__EXERCISE DETAILS__: Quote the whole listing exactly. Leave the pictures out of your copy.

__INPUT DATA__:
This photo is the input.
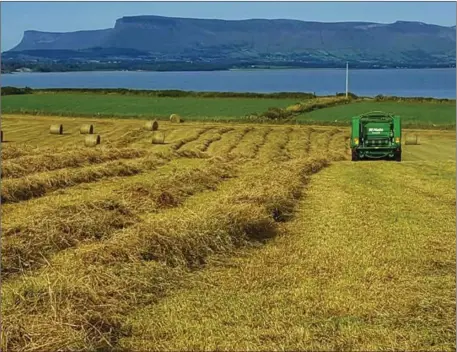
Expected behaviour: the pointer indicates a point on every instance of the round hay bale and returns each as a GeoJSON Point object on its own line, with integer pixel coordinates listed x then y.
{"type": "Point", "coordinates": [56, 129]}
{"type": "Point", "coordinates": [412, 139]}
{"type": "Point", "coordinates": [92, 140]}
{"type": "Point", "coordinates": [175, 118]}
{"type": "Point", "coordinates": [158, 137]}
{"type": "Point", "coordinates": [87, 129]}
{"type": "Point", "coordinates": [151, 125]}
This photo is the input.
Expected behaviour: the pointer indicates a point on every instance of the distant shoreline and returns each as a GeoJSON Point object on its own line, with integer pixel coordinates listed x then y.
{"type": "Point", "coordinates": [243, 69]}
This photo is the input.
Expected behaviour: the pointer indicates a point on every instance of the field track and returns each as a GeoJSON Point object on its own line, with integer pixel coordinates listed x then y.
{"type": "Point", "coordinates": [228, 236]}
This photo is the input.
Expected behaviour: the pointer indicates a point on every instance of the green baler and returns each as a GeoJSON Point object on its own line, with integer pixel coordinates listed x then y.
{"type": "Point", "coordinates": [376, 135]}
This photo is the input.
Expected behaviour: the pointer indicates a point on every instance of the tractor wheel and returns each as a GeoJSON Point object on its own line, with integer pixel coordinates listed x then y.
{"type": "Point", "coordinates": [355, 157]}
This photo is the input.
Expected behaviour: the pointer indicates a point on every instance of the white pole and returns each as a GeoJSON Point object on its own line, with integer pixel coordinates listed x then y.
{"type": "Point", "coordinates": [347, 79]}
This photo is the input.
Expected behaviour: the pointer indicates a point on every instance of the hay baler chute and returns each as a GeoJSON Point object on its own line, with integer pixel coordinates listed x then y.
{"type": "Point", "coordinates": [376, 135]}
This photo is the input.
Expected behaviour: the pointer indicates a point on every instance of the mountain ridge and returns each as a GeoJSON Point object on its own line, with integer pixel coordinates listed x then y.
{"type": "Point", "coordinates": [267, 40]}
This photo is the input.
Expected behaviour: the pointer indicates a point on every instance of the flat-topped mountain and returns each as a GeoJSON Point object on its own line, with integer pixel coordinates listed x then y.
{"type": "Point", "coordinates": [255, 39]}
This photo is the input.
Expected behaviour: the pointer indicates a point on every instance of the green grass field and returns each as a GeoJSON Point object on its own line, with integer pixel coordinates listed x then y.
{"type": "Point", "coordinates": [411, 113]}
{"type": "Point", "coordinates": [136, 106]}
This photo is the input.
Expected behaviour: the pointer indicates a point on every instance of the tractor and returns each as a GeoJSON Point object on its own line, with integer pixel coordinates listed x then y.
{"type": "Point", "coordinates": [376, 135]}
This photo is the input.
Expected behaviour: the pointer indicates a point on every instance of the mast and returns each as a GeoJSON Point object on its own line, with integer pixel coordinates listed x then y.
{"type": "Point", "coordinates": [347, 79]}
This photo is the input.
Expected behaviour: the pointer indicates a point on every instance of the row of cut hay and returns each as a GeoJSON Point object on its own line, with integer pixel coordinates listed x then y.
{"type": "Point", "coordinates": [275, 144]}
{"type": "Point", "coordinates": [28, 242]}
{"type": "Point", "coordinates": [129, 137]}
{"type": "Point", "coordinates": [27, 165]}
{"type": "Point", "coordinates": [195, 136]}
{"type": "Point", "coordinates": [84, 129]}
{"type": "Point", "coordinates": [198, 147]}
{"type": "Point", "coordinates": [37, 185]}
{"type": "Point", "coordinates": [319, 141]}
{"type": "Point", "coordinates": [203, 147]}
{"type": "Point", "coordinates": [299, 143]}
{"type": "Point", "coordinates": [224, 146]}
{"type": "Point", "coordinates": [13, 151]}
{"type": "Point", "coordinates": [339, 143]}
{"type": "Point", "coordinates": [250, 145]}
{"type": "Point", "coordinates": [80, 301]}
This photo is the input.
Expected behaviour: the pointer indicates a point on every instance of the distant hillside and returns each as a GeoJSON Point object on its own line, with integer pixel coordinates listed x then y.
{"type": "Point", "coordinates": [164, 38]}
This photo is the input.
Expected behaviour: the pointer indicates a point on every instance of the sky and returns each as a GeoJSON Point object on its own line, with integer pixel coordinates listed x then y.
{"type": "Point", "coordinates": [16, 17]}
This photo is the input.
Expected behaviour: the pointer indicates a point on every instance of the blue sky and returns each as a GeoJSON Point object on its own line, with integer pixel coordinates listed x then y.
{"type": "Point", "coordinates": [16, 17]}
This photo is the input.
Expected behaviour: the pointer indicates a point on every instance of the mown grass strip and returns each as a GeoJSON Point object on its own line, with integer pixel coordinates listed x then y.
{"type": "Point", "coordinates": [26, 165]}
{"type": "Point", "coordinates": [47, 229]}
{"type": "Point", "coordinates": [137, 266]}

__IN RESPONSE__:
This photo is the input.
Expected behaviour: the pointer indicates a point on every instance of the round hay bale and returns each as a GeoJSON Point object on its own line, with integer pixel coordinates listed x then y.
{"type": "Point", "coordinates": [56, 129]}
{"type": "Point", "coordinates": [412, 139]}
{"type": "Point", "coordinates": [92, 140]}
{"type": "Point", "coordinates": [175, 118]}
{"type": "Point", "coordinates": [158, 137]}
{"type": "Point", "coordinates": [87, 129]}
{"type": "Point", "coordinates": [151, 125]}
This photo is the input.
Expected behaviour: the pointer indicates a point on every instance of the distant shoreline and returns each as a GeoJSON Point object on its own line, with integer pixel coordinates listed x then y.
{"type": "Point", "coordinates": [243, 69]}
This photo is the input.
Expected behaviour: the pointer indicates a point on every instance of the field track and returns each as a GeoJSON Point object on its own line, with integer pixel coordinates listed x then y.
{"type": "Point", "coordinates": [228, 236]}
This photo is the input.
Expected behaviour: the pointer indicates a point on every instance of the green baler and returns each as a GeoJSON Point object on its own line, with integer pixel coordinates listed x then y.
{"type": "Point", "coordinates": [376, 135]}
This photo is the input.
Expected behaviour: the pointer indicates a point on every instance of the tractor wheel and returns each as a GeoJSON Point object on its own line, with integer pixel coordinates listed x then y.
{"type": "Point", "coordinates": [355, 157]}
This photo is the input.
Expected behaviour: the pointer indicates a point on every instance of the white pole and returns each as a GeoJSON Point object on its own line, with integer pixel coordinates listed x then y.
{"type": "Point", "coordinates": [347, 79]}
This photo is the input.
Expected behaviour: the pointer indicates a point on every instance of the hay baler chute and returns each as a GeoJSON Point object on its own line, with integer pixel coordinates listed x then y.
{"type": "Point", "coordinates": [376, 135]}
This photo is the input.
Expected behaviour: the pointer indicates a point on every instance of the mountain ridge and returns each as a GeoJSON Point object on its own line, with integer pixel coordinates listed x then y.
{"type": "Point", "coordinates": [267, 40]}
This photo is the input.
Expected behaviour: the pointer indicates a point on every instance of the flat-topped mountain and returns each as a GeoJSON Point object on its own line, with integer pixel coordinates listed x then y.
{"type": "Point", "coordinates": [255, 39]}
This photo is the input.
Expected behaviour: the pointer indicates a point on every instance of the green grass field and returns each as a GeoJSON Point object on its own line, with integer pixel coordinates listed x then y.
{"type": "Point", "coordinates": [411, 113]}
{"type": "Point", "coordinates": [136, 106]}
This photo is the input.
Expected behaviour: the pointer indicates a point on every instance of the tractor and returns each as a GeoJSON Point object on its own line, with integer pixel coordinates listed x then y.
{"type": "Point", "coordinates": [376, 135]}
This photo is the input.
Expected behaviour: the pointer indicates a point on every instance of the mast and returns each as a GeoJSON Point object on its own line, with integer pixel coordinates listed x then y.
{"type": "Point", "coordinates": [347, 79]}
This photo is the input.
Expected behaviour: the pointer indicates a point on every instance of the row of cut hay and returns each as a GeoJSON Point object on its own line, with integer pixel coordinates listed x then y.
{"type": "Point", "coordinates": [275, 144]}
{"type": "Point", "coordinates": [28, 242]}
{"type": "Point", "coordinates": [129, 137]}
{"type": "Point", "coordinates": [27, 165]}
{"type": "Point", "coordinates": [195, 136]}
{"type": "Point", "coordinates": [84, 129]}
{"type": "Point", "coordinates": [198, 147]}
{"type": "Point", "coordinates": [37, 185]}
{"type": "Point", "coordinates": [319, 141]}
{"type": "Point", "coordinates": [203, 147]}
{"type": "Point", "coordinates": [299, 143]}
{"type": "Point", "coordinates": [224, 146]}
{"type": "Point", "coordinates": [13, 151]}
{"type": "Point", "coordinates": [339, 143]}
{"type": "Point", "coordinates": [250, 145]}
{"type": "Point", "coordinates": [80, 301]}
This photo is the input.
Expected behaviour: the pointer indicates a point on every instance of the distant hillside and returns each as a GeoJSON Point object on its own line, with integer pixel coordinates listed x then y.
{"type": "Point", "coordinates": [164, 38]}
This photo is the input.
Expected behaviour: the pointer indicates a point on every instance of the sky and returns each as a GeoJSON Point object on its own line, with integer pixel coordinates listed x then y.
{"type": "Point", "coordinates": [16, 17]}
This photo is the input.
Expected behaviour: the pointer indicates a point on every instance of the blue sky and returns each as a GeoJSON Point object on its own line, with integer pixel coordinates listed x then y.
{"type": "Point", "coordinates": [16, 17]}
This photo is the input.
Expected behaviour: the pointer indicates a point on every instance of the mown grass strip and returns each as a GeoJSON Point object on its own line, with integer pixel coordinates listed x then y.
{"type": "Point", "coordinates": [26, 165]}
{"type": "Point", "coordinates": [47, 229]}
{"type": "Point", "coordinates": [137, 266]}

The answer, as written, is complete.